**Excerpt provided**
------------------------------
I know, one could easily make the case that “you guys” is, in many contexts, likewise gender neutral, but I don’t think it’s possible for it ever to become completely so.
I’ve used as a gender neutral term all my life. I don’t think it’s an issue. Y’all is too region specific for me. I don’t think I’d ever use it.
One rather old one has started to annoy me. I think it was in an ad where they were trying to sell some kind of container, which was good for storing “veggies”. That is baby talk that does not really belong in normal speech.
I beg to differ! I use it all the time, and I am not THAT childish.
That reminds me of another thing. I hate when you hear grown adults using baby talk to another adult. I had a friend in college who would use the term, “pee-pee whacking” as in, “Yeah, he screwed up bad. His boss gave him a real pee-pee whacking over it.”
There’s so much wrong with using that term.
The difference that used to exist between backslash and forward slash no longer exists. Browsers are intelligent enough now to distinguish and correct the wrong ones. So even though I understand the derivation and distinction, I only use “slash” since anything else would be needlessly pedantic and confusing to the average person.
Semantically, there really is a big difference, though. Browsers might make a correction, but compilers generally do not. If you are writing a program, you really do need to make sure you use the right one. But, IME, “slash” is exactly the same as “forward slash”, and “backslash” is the specific term for the other one (which is sometimes also called the “escape” character, but never say that to a non-programmer, and in urls, escape is “%”). Also, I have to be careful interpreting British, because when they say “stroke” my reflex is to think slash when what they actually mean is hyphen.

veggies”. That is baby talk that does not really belong in normal speech.
Totally agree.
It’s better than veegees, which has appeared on this very board.

The difference that used to exist between backslash and forward slash no longer exists. Browsers are intelligent enough now to distinguish and correct the wrong ones. So even though I understand the derivation and distinction, I only use “slash” since anything else would be needlessly pedantic and confusing to the average person.
Granted that most browsers will make the correction. And for a lot of younger amatuer users, browsers are the only place they encounter any form of slash.
Ultimately, for techies you want to be precise though you may not need to be, for programs other than browsers and for programming / scripting you need to be precise, for clueless people you want to be simple, and it’s the “I have some clue” folks in the middle who are all the trouble doing the right or wrong thing for the wrong or right reason and mistakenly believing they understand something they don’t. Those people are the tough problem.
------------------------------
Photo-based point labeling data
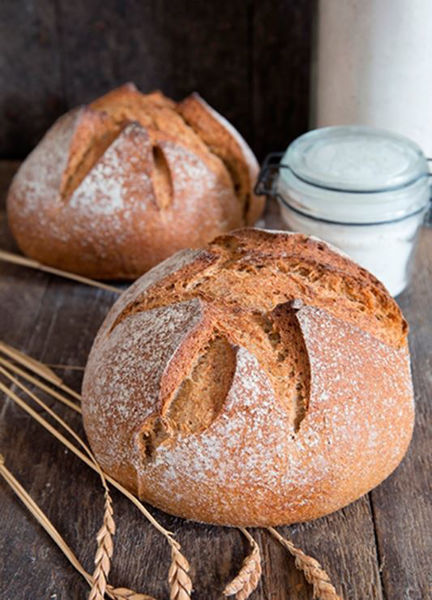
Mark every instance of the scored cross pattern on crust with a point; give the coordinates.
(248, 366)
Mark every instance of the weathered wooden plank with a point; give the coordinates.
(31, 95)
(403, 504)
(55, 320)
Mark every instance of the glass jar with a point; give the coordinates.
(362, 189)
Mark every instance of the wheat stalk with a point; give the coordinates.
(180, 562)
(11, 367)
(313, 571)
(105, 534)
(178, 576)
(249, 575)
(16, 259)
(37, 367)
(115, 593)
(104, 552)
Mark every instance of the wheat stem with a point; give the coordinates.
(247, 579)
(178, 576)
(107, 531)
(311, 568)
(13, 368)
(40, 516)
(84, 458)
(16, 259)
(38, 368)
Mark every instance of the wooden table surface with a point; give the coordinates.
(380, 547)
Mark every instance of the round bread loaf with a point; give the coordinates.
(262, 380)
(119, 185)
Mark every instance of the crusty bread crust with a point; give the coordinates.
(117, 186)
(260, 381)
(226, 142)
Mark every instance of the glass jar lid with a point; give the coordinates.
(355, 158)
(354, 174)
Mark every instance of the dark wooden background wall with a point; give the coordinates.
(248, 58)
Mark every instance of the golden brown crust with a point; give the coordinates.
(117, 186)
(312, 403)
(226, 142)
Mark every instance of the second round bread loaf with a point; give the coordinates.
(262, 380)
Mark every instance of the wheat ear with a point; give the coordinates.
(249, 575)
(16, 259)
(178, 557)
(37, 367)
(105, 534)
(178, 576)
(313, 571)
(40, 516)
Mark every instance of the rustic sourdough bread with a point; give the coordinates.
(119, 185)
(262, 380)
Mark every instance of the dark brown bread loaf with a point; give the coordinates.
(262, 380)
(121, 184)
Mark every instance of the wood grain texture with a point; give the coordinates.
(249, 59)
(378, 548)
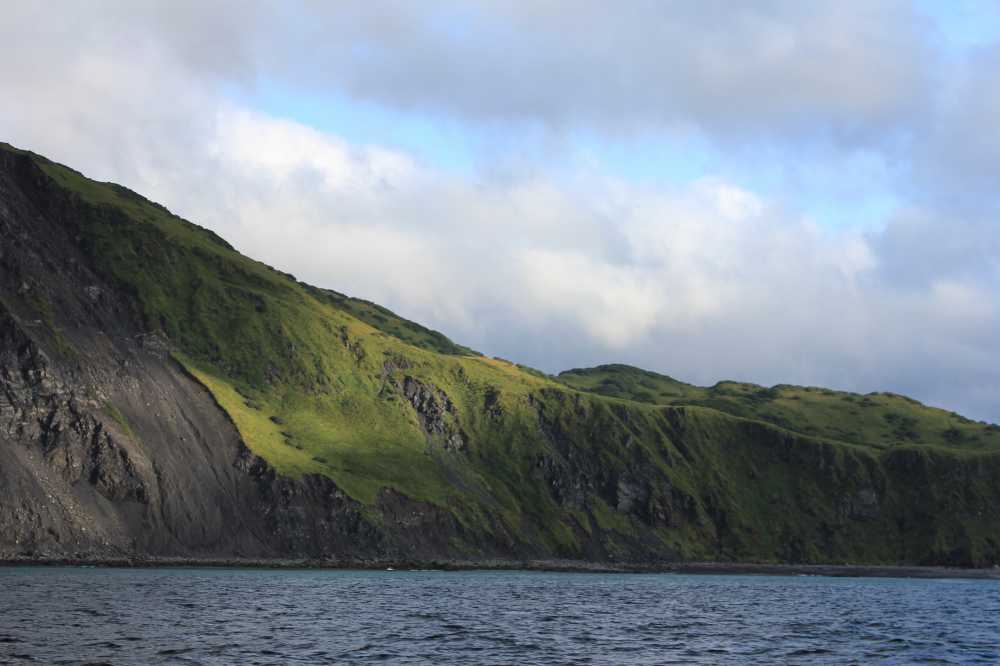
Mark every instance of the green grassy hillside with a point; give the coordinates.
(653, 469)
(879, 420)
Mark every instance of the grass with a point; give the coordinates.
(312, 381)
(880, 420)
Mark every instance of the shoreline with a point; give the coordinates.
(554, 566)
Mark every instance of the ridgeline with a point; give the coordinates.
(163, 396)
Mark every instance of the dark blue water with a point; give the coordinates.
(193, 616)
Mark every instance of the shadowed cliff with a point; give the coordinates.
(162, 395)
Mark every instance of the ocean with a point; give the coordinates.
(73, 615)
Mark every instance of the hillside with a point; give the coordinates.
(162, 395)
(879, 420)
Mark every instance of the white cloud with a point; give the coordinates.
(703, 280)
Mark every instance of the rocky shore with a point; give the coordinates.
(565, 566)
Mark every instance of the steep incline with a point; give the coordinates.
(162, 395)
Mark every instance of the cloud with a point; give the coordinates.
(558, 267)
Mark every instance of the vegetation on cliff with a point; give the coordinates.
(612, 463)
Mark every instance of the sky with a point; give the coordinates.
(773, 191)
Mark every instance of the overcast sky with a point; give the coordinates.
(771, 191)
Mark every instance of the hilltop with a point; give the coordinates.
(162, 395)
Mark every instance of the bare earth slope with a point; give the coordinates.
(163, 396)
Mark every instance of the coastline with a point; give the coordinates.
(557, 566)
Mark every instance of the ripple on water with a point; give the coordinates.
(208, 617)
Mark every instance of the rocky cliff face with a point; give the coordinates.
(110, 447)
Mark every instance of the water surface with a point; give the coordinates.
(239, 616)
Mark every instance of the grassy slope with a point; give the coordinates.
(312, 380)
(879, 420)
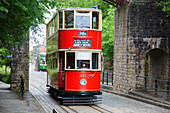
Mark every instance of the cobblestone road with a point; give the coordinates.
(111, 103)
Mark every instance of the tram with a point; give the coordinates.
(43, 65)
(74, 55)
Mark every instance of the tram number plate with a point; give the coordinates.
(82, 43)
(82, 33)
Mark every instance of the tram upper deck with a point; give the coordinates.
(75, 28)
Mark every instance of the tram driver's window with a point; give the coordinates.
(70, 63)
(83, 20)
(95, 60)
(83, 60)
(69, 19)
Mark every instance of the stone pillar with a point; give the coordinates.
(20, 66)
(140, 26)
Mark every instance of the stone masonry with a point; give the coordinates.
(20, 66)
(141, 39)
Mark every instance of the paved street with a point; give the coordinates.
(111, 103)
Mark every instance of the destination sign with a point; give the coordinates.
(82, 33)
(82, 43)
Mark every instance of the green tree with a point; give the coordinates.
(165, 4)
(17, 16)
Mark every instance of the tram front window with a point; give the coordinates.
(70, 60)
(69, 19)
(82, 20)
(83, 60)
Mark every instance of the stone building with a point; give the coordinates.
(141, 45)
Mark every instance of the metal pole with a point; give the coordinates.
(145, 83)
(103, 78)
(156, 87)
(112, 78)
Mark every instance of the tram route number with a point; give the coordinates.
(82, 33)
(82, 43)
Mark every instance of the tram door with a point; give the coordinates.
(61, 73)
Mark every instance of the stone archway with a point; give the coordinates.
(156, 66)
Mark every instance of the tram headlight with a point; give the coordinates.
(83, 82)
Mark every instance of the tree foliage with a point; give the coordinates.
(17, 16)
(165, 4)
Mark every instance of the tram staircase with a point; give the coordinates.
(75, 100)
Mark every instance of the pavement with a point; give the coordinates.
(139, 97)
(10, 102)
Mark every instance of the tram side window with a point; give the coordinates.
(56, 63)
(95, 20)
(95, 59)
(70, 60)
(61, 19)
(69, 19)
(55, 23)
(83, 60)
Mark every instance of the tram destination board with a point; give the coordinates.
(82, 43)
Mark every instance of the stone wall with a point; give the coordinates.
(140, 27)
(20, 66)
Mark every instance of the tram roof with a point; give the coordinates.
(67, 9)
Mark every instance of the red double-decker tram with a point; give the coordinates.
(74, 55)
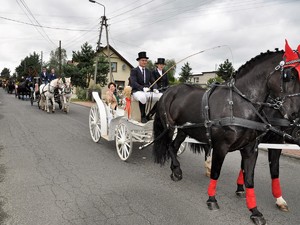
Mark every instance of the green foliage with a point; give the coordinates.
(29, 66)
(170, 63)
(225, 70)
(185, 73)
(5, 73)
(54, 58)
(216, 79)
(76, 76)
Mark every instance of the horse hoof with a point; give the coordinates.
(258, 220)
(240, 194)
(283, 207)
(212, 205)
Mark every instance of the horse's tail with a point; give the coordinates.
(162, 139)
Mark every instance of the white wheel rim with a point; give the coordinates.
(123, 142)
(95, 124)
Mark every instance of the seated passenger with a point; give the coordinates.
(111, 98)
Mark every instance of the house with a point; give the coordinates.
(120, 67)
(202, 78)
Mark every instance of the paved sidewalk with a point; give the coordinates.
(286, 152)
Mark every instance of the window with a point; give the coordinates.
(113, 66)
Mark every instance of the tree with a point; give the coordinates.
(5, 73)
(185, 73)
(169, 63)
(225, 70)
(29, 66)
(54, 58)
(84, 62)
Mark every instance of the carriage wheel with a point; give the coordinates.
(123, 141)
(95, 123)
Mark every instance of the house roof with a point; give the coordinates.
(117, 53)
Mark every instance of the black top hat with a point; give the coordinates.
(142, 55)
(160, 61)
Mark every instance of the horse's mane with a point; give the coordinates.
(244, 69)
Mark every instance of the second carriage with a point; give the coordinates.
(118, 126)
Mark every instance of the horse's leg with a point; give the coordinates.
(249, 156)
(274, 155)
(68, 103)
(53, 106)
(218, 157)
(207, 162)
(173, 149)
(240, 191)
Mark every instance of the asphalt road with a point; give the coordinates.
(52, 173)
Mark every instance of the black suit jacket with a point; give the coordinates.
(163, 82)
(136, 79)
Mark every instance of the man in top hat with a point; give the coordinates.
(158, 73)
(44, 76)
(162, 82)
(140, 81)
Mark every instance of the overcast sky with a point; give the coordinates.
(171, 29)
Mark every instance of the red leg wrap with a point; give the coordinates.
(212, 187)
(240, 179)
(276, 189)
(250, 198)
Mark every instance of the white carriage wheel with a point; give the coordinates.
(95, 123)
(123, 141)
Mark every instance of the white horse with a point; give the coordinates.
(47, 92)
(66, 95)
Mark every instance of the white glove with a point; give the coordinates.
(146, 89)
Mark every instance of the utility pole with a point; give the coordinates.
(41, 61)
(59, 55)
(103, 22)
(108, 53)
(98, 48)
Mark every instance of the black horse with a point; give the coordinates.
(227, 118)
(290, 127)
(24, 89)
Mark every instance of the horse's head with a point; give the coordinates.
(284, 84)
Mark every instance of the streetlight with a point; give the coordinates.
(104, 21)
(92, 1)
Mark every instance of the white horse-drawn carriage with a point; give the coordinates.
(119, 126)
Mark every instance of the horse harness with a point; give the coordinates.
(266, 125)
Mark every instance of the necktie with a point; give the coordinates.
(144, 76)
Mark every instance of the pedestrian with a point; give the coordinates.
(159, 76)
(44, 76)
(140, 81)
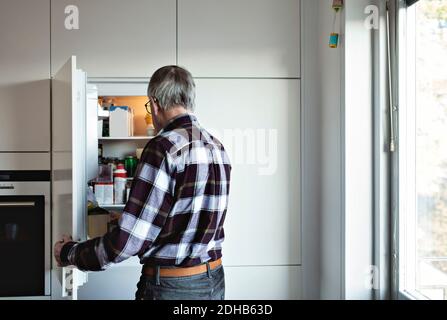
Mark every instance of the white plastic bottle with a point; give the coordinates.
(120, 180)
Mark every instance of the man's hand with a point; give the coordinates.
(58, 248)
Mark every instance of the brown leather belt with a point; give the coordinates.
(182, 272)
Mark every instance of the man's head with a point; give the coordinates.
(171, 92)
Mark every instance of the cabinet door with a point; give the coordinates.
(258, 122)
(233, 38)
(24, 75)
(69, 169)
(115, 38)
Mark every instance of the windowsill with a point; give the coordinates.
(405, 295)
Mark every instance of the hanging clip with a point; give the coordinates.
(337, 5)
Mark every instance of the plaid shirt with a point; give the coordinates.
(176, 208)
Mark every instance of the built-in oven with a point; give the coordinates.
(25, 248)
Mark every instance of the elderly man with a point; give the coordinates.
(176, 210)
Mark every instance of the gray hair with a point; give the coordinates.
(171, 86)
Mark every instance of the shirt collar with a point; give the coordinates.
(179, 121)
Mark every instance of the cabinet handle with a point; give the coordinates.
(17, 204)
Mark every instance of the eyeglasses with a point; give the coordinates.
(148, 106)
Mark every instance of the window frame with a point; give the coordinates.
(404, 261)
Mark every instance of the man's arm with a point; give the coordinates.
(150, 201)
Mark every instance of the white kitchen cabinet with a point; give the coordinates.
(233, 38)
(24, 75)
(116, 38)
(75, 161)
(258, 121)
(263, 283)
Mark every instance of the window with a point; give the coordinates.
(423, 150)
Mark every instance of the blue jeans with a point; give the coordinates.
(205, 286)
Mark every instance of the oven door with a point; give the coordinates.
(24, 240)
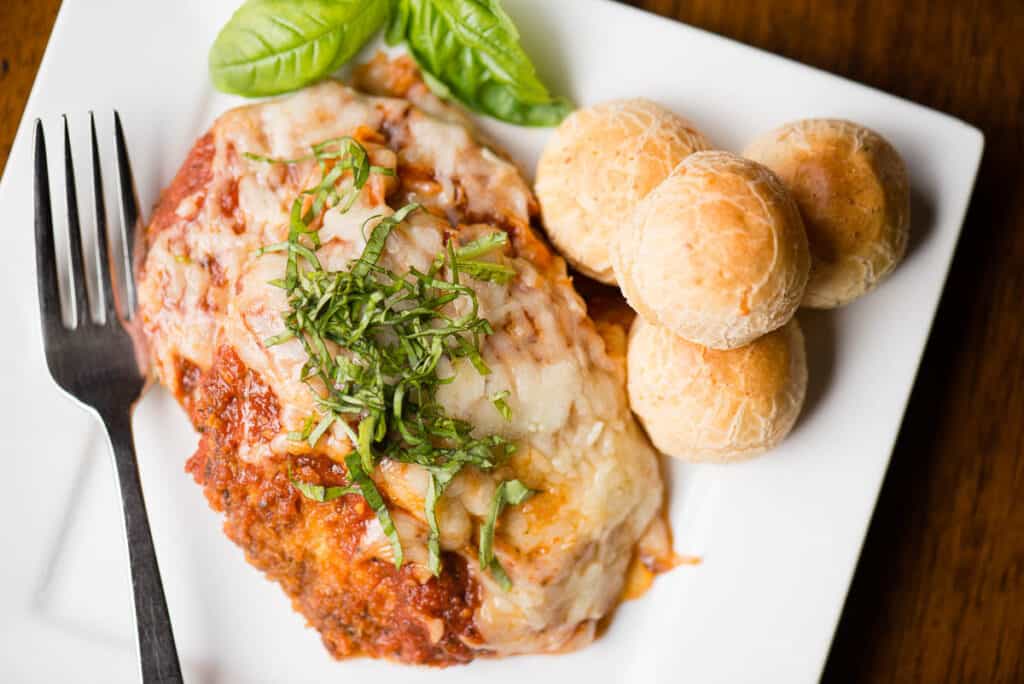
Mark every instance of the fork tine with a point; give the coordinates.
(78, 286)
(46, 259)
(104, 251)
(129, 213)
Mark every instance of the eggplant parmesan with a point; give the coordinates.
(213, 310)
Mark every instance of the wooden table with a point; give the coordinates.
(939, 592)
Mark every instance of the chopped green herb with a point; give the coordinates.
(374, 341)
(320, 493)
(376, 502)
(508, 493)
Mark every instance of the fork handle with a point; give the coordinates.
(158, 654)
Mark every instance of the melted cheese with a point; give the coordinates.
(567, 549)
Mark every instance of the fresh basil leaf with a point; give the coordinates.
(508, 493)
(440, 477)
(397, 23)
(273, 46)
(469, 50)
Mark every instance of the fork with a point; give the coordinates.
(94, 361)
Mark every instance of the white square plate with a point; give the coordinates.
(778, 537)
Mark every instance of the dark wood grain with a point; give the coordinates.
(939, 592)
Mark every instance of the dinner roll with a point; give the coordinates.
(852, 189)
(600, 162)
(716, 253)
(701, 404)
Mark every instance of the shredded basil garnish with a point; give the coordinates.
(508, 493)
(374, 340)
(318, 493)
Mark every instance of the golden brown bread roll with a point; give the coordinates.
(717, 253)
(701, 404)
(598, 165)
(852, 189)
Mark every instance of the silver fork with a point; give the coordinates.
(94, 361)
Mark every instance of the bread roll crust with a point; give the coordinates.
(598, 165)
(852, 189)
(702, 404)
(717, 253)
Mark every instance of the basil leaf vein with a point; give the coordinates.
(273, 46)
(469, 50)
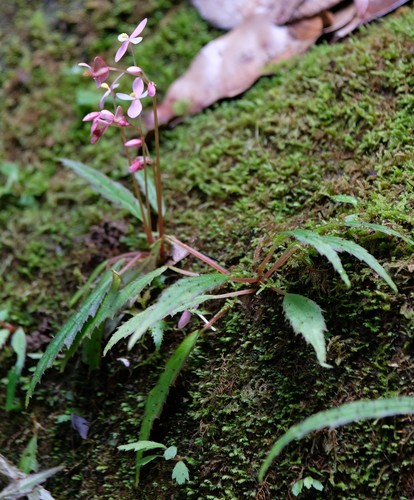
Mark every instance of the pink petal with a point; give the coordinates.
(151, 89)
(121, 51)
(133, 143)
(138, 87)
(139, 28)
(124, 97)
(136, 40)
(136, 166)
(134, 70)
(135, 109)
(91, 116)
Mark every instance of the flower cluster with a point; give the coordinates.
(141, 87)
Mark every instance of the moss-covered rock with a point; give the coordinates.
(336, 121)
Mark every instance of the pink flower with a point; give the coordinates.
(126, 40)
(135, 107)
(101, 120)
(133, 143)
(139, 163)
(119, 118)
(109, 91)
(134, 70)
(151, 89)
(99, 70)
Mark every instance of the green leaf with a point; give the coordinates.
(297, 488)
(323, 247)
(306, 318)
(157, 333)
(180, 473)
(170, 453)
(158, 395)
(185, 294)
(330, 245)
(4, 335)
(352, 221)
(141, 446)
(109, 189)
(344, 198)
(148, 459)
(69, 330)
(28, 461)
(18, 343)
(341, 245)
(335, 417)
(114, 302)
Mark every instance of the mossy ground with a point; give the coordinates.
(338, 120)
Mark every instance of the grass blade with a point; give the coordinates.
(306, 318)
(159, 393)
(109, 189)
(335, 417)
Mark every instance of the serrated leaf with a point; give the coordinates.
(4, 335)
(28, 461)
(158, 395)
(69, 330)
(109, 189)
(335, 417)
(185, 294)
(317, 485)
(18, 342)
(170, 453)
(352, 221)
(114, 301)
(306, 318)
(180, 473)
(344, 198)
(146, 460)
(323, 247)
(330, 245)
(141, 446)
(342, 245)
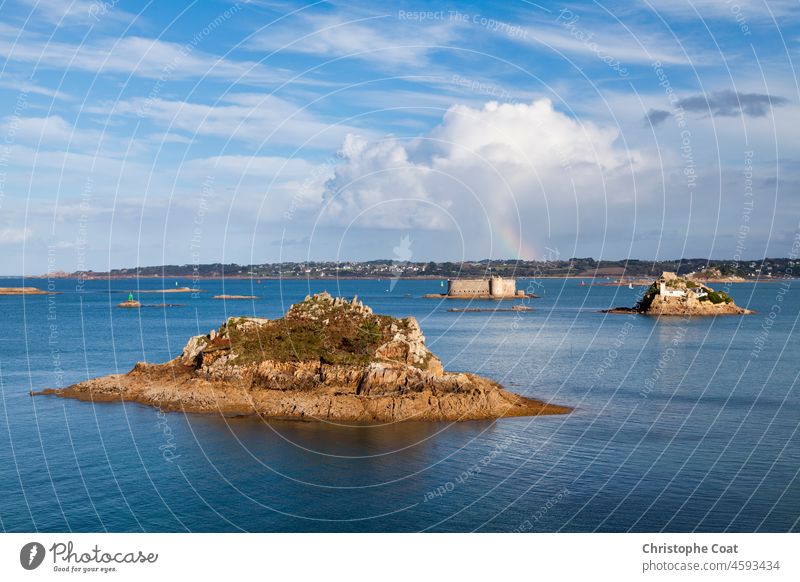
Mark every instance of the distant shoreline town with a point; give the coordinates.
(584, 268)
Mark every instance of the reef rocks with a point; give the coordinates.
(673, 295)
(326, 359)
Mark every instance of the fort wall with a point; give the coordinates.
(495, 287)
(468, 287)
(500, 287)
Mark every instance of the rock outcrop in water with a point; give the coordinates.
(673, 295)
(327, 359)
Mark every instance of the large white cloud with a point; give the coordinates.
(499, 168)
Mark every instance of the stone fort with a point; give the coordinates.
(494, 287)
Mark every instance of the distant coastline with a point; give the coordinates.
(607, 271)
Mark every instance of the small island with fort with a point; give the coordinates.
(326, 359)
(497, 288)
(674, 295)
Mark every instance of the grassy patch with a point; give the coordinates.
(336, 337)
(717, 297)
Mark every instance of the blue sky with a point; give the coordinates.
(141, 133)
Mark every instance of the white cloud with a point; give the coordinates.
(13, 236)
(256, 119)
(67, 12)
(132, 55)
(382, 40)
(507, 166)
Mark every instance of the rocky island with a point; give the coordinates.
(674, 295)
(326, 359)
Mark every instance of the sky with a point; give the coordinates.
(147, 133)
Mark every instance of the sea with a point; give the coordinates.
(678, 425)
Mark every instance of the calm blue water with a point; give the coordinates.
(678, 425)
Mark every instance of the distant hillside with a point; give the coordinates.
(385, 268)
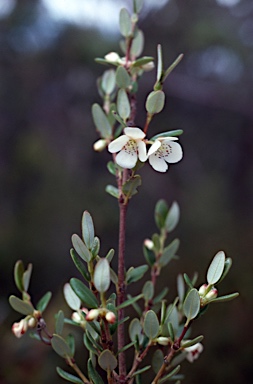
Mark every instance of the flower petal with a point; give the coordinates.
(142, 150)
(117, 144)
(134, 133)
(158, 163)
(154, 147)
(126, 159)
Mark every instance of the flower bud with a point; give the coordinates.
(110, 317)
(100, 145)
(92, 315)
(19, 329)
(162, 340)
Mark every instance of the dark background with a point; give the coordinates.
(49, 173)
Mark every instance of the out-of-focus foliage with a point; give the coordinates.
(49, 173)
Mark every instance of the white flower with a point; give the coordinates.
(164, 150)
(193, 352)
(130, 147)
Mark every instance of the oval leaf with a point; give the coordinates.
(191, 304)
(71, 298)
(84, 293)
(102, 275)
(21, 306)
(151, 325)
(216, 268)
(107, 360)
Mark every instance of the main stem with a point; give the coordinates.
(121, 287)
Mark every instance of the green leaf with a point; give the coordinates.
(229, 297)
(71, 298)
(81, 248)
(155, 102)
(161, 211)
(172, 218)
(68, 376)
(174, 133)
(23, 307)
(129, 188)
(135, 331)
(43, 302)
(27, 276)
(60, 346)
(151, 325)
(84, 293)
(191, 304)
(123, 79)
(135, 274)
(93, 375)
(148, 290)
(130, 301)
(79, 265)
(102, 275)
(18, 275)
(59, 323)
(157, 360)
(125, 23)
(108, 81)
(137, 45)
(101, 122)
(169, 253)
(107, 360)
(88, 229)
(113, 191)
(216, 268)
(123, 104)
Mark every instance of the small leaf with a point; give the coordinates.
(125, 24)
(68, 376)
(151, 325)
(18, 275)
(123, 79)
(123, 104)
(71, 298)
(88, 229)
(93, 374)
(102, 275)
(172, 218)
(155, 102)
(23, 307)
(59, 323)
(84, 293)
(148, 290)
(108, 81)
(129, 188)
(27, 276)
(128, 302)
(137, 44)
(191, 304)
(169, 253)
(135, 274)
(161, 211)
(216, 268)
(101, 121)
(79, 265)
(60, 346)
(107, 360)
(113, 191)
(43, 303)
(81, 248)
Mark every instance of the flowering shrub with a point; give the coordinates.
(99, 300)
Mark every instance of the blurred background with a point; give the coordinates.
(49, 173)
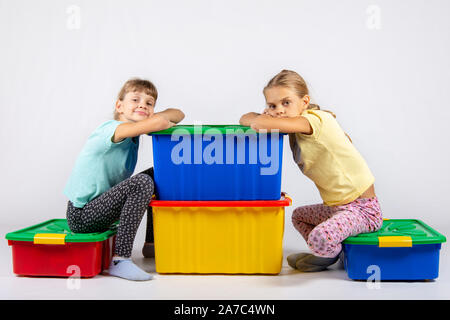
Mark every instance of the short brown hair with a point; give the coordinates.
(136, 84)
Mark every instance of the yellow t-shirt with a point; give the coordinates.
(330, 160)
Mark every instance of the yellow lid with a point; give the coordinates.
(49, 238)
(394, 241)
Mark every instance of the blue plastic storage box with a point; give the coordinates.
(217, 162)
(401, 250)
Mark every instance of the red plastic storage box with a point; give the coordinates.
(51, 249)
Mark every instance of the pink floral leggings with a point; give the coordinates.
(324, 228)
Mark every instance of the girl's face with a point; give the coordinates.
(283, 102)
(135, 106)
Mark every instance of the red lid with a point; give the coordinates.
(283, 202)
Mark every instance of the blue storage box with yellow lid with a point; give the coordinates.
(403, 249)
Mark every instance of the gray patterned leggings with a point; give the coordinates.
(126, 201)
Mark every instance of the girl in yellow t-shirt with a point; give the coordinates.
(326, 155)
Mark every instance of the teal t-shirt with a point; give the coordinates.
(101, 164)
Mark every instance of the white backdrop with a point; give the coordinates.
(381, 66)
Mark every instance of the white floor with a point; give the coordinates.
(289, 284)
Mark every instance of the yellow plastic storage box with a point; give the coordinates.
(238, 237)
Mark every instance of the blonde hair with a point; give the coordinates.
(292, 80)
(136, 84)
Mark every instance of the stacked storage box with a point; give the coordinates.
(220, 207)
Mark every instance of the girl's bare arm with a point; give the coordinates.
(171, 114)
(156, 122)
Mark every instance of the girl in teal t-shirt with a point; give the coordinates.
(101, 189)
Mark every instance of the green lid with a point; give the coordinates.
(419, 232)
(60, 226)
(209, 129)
------------------------------
**Problems and tasks**
(1) In the discussion about word usage, what does one participant say the British actually mean when they say "stroke"?
(2) Reproduce the portion of the discussion about word usage starting at "Ultimately, for techies" and ending at "the tough problem.".

**Written answers**
(1) A hyphen.

(2)
Ultimately, for techies you want to be precise though you may not need to be, for programs other than browsers and for programming / scripting you need to be precise, for clueless people you want to be simple, and it’s the “I have some clue” folks in the middle who are all the trouble doing the right or wrong thing for the wrong or right reason and mistakenly believing they understand something they don’t. Those people are the tough problem.